Can you copy every one of the entries below word for word, leaving out the pictures?

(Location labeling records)
= = =
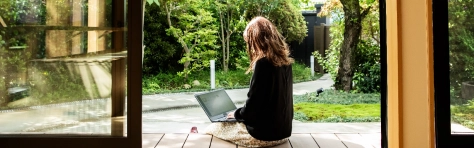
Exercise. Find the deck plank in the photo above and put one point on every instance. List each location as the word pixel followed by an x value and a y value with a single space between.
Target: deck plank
pixel 354 141
pixel 198 141
pixel 303 141
pixel 219 143
pixel 284 145
pixel 150 140
pixel 374 139
pixel 172 141
pixel 328 141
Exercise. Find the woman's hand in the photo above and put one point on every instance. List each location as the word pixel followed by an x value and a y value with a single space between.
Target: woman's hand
pixel 230 115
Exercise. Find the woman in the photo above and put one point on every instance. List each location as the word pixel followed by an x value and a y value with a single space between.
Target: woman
pixel 268 112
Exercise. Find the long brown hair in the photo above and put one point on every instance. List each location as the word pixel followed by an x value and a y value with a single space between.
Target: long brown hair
pixel 264 40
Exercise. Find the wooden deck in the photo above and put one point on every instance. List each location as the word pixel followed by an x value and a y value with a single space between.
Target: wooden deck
pixel 295 141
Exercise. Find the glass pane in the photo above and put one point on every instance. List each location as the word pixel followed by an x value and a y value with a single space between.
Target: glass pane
pixel 461 52
pixel 62 67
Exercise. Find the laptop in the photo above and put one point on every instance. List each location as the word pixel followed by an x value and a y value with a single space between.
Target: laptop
pixel 217 104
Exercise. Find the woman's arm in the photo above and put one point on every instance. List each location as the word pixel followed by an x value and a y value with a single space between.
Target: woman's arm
pixel 260 87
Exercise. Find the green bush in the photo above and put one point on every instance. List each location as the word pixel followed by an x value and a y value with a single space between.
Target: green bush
pixel 337 112
pixel 161 51
pixel 170 82
pixel 461 41
pixel 338 97
pixel 463 114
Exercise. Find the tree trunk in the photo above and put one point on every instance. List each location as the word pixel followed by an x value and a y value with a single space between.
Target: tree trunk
pixel 352 31
pixel 223 41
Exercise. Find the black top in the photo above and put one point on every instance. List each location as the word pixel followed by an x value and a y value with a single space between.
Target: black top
pixel 268 111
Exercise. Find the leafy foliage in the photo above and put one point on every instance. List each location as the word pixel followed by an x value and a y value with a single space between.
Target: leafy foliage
pixel 194 28
pixel 338 97
pixel 461 44
pixel 337 112
pixel 170 82
pixel 463 114
pixel 283 13
pixel 366 76
pixel 161 51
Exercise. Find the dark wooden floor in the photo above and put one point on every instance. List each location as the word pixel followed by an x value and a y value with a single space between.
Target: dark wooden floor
pixel 295 141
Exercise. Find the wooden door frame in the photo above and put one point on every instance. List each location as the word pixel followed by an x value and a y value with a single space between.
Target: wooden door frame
pixel 134 102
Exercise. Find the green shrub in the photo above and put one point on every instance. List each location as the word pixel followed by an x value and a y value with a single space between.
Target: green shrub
pixel 161 51
pixel 300 116
pixel 338 97
pixel 335 112
pixel 463 114
pixel 170 82
pixel 461 41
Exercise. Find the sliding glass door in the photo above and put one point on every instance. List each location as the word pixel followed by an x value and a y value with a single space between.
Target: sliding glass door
pixel 70 73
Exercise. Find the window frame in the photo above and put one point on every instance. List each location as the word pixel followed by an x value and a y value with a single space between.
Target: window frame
pixel 444 137
pixel 133 137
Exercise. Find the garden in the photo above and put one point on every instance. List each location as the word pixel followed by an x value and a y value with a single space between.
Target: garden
pixel 461 61
pixel 181 37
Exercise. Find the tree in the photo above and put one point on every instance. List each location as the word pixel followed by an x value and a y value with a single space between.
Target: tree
pixel 193 28
pixel 230 20
pixel 354 12
pixel 461 41
pixel 283 13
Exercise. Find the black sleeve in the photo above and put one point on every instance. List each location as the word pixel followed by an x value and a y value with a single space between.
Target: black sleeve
pixel 260 86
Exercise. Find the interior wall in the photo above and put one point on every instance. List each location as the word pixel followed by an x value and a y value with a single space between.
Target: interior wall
pixel 410 74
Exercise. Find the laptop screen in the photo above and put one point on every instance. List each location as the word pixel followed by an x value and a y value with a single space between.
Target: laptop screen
pixel 216 102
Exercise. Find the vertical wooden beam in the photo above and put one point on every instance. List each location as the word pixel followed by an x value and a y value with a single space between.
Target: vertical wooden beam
pixel 134 71
pixel 57 43
pixel 394 102
pixel 76 21
pixel 118 67
pixel 2 22
pixel 410 74
pixel 96 18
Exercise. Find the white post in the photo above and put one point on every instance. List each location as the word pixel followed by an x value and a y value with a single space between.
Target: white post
pixel 213 77
pixel 312 65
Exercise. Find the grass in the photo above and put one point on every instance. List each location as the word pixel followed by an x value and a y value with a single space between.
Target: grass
pixel 463 114
pixel 338 97
pixel 337 112
pixel 200 81
pixel 336 106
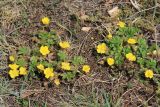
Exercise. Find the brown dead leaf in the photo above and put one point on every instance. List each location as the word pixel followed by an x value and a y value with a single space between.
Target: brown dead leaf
pixel 26 94
pixel 86 29
pixel 84 17
pixel 114 12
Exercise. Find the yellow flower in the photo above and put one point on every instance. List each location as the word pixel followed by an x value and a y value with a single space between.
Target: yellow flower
pixel 22 71
pixel 45 20
pixel 131 57
pixel 40 66
pixel 11 58
pixel 14 73
pixel 132 41
pixel 48 72
pixel 44 50
pixel 57 82
pixel 110 61
pixel 13 66
pixel 102 48
pixel 64 44
pixel 109 36
pixel 86 68
pixel 65 66
pixel 121 24
pixel 149 73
= = =
* **OUTPUT OF THE EXERCISE**:
Exercise. Find the deck plank in the photo above and put one point on every instance. List each location as the word pixel followed by an x value and a y value with a single space between.
Target: deck plank
pixel 354 141
pixel 198 141
pixel 303 141
pixel 219 143
pixel 284 145
pixel 150 140
pixel 374 139
pixel 172 141
pixel 328 141
Exercise. Find the woman's hand in the photo above and put one point on every instance. List each location as the word pixel followed by an x value and a y value with a single space between.
Target: woman's hand
pixel 230 115
Exercise. Find the woman in the photo above and put one point on every instance. List each location as the word pixel followed by an x value and a y value with a single space between.
Target: woman
pixel 268 112
Exercise. Find the long brown hair in the photo above and put one point on every instance. List each location as the word pixel followed by an x value and a y value with a single space between.
Target: long brown hair
pixel 264 40
Exercise. Find the wooden deck in the photo above and put one point on every instance. List each location as the word pixel followed by an x value and a y value with a single space between.
Target: wooden deck
pixel 295 141
Exercise. Find the glass pane in the photo above and put one point on every instance. List each location as the word pixel followed by an x value and a y value with a single space between.
Target: glass pane
pixel 461 52
pixel 62 67
Exercise. Find the laptop in the photo above and put one point on every instance. List each location as the word pixel followed by an x value and a y value with a single space between.
Target: laptop
pixel 217 104
Exercise. Find the woman's arm in the photo above and put one point on every instance. List each location as the word pixel followed by an x value and a y value with a single space between.
Target: woman's arm
pixel 260 87
Exercise. Find the green bush in the photo above and put one point on every instance. List each location as the word pixel followed by an x value and a y value with a single space between.
Target: green bush
pixel 337 112
pixel 161 51
pixel 170 82
pixel 461 41
pixel 338 97
pixel 463 114
Exercise. Find the tree trunk in the photo above and put one point on every instance. List each location as the word pixel followed by an x value and a y value with a single space between.
Target: tree trunk
pixel 352 31
pixel 223 41
Exercise. Find the black top in the photo above and put one point on every instance. List each location as the word pixel followed by an x value and a y value with a single space between.
Target: black top
pixel 268 111
Exercise. Find the leafy foliage in the photo above and put one point on every instance. List each location as the word pixel followed by an x value and a y value with a single space between.
Target: leafy foliage
pixel 194 28
pixel 338 97
pixel 461 44
pixel 337 112
pixel 170 82
pixel 463 114
pixel 283 13
pixel 366 76
pixel 161 51
Exercise. Find the dark wooden floor in the photo above and put one point on every instance. List each location as the word pixel followed by an x value and a y value with a single space between.
Target: dark wooden floor
pixel 295 141
Exercise. Find the wooden door frame in the photo above and put one point on every instance. List each location as the word pixel followed by an x value and a y value with a single space between.
Target: wooden door frame
pixel 134 102
Exercise. Find the green shrub in the photo above and put one point on every instance. List each location as the word pixel followed by an x value and a y value with a single space between.
Target: green shrub
pixel 161 51
pixel 300 116
pixel 338 97
pixel 335 112
pixel 463 114
pixel 170 82
pixel 461 41
Exercise. Find the sliding glass door in the photo above and put one point on every instance. List each location as the word pixel followed by an x value and a y value with a single space between.
Target: sliding glass door
pixel 70 73
Exercise. Find the window frame in the photo above and put one point on every instance. List each location as the word pixel followed by an x value and a y value with a single space between.
Target: window frame
pixel 444 137
pixel 133 137
Exercise. Find the garden in the photo above and put one point on every instance. List each location as the word pixel followed by an x value and a y value with a single space between.
Target: garden
pixel 461 61
pixel 181 37
Exercise. Find the tree in the photo above and put one point on every instance. List each location as the word pixel followed by an x value and a y value with a single space between.
Target: tree
pixel 193 28
pixel 230 20
pixel 354 12
pixel 461 41
pixel 283 13
Exercise. Find the black sleeve in the photo above and put one point on every instance. List each location as the word pixel followed by an x value and a y value with a single space between.
Target: black sleeve
pixel 260 86
Exercise. Find the interior wall in the photo above and put one point on every instance. List each location as the word pixel followed by an x value and a y value with a single space between.
Target: interior wall
pixel 410 74
Exercise. Find the laptop screen in the photo above and put one point on every instance. List each location as the word pixel followed by an x value and a y value with a single space between.
Target: laptop screen
pixel 216 102
Exercise. Find the vertical wooden beam in the photo above and put one point on every instance. List each location as the word pixel followed by an x value and a y value with a single space between.
Target: vertical wooden beam
pixel 134 71
pixel 57 43
pixel 394 102
pixel 76 21
pixel 118 67
pixel 2 22
pixel 410 74
pixel 96 18
Exercise. Find the white post in the photo above and put one point on every instance. List each location as the word pixel followed by an x value and a y value with a single space between.
Target: white post
pixel 213 77
pixel 312 65
Exercise. Find the grass in the photo above and put one point on every instance. List each location as the word pixel followed by an x value and a y value with a single space between.
Target: grass
pixel 463 114
pixel 338 97
pixel 337 112
pixel 200 81
pixel 336 106
Exercise. Find the brown dead leaf in the photo above and put one point on every instance. List each location as the word pixel followed by an x value and a y value with a single space between.
Target: brown dead leaf
pixel 26 94
pixel 86 29
pixel 84 17
pixel 114 12
Exercise. Find the yellow flower in the photo above and put one point on every instance. List each location as the word pixel followed by an x value and a y value with a single space between.
Target: yellow flower
pixel 22 71
pixel 45 20
pixel 131 57
pixel 40 66
pixel 11 58
pixel 14 73
pixel 132 41
pixel 48 72
pixel 44 50
pixel 57 82
pixel 110 61
pixel 13 66
pixel 102 48
pixel 64 44
pixel 109 36
pixel 86 68
pixel 65 66
pixel 121 24
pixel 149 73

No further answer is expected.